# What you have to do
Repeat every entry exactly as it appears.

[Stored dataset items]
-*-*-

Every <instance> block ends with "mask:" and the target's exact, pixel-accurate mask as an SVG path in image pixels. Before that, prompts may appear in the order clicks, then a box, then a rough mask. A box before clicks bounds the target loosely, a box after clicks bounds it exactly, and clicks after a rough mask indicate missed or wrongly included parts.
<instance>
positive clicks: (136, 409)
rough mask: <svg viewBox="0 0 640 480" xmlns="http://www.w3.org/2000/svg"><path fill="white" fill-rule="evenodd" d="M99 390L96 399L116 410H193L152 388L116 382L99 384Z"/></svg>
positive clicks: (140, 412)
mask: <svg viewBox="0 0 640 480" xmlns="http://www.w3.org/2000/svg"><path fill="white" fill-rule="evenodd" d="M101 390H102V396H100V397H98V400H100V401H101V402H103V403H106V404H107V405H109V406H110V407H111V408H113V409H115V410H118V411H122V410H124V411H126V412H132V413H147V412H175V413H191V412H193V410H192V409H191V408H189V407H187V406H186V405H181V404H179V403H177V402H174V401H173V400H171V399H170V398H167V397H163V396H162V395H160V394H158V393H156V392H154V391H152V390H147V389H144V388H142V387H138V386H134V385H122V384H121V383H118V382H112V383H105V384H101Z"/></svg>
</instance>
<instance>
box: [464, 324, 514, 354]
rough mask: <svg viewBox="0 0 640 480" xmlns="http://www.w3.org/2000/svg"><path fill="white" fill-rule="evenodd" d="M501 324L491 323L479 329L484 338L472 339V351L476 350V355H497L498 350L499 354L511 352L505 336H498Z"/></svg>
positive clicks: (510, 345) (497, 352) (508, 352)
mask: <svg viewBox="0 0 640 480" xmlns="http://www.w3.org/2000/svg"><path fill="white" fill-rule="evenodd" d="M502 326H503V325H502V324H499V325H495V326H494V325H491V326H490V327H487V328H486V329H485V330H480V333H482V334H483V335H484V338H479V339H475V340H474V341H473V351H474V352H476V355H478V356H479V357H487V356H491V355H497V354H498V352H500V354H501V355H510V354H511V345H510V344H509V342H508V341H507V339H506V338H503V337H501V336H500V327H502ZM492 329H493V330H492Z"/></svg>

-*-*-

# Written answer
Every <instance> block ends with "mask:" and the target's exact, pixel-accurate mask as an SVG path in image pixels. Before that, prompts may appear in the order clicks, then a box, then a rough mask. A box before clicks bounds the target loosely, a box after clicks bounds it exactly, and clicks after a rough mask indicate missed or wrongly included parts.
<instance>
positive clicks: (136, 409)
rough mask: <svg viewBox="0 0 640 480" xmlns="http://www.w3.org/2000/svg"><path fill="white" fill-rule="evenodd" d="M99 390L96 399L116 410H193L152 388L116 382L99 384Z"/></svg>
positive clicks: (140, 412)
mask: <svg viewBox="0 0 640 480" xmlns="http://www.w3.org/2000/svg"><path fill="white" fill-rule="evenodd" d="M101 390H102V396H100V397H98V400H100V401H101V402H103V403H106V404H107V405H109V406H110V407H111V408H113V409H115V410H118V411H122V410H124V411H126V412H132V413H147V412H175V413H191V412H193V410H192V409H191V408H189V407H187V406H186V405H181V404H179V403H177V402H174V401H173V400H171V399H170V398H167V397H163V396H162V395H160V394H158V393H156V392H154V391H152V390H147V389H144V388H142V387H138V386H134V385H122V384H121V383H118V382H112V383H105V384H101Z"/></svg>
</instance>
<instance>
box: [464, 324, 514, 354]
rough mask: <svg viewBox="0 0 640 480" xmlns="http://www.w3.org/2000/svg"><path fill="white" fill-rule="evenodd" d="M501 324L491 323L479 329L484 338L472 339V351L476 350V355H497L498 350L499 354L511 352L505 336H498Z"/></svg>
positive clicks: (510, 345) (497, 352) (508, 352)
mask: <svg viewBox="0 0 640 480" xmlns="http://www.w3.org/2000/svg"><path fill="white" fill-rule="evenodd" d="M502 326H503V325H502V324H499V325H495V326H494V325H491V326H490V327H487V328H486V329H485V330H480V333H482V334H483V335H484V338H479V339H475V340H474V341H473V351H474V352H476V355H478V356H479V357H487V356H491V355H497V354H498V352H500V354H501V355H510V354H511V345H510V344H509V342H508V341H507V339H506V338H503V337H501V336H500V327H502ZM492 329H493V330H492Z"/></svg>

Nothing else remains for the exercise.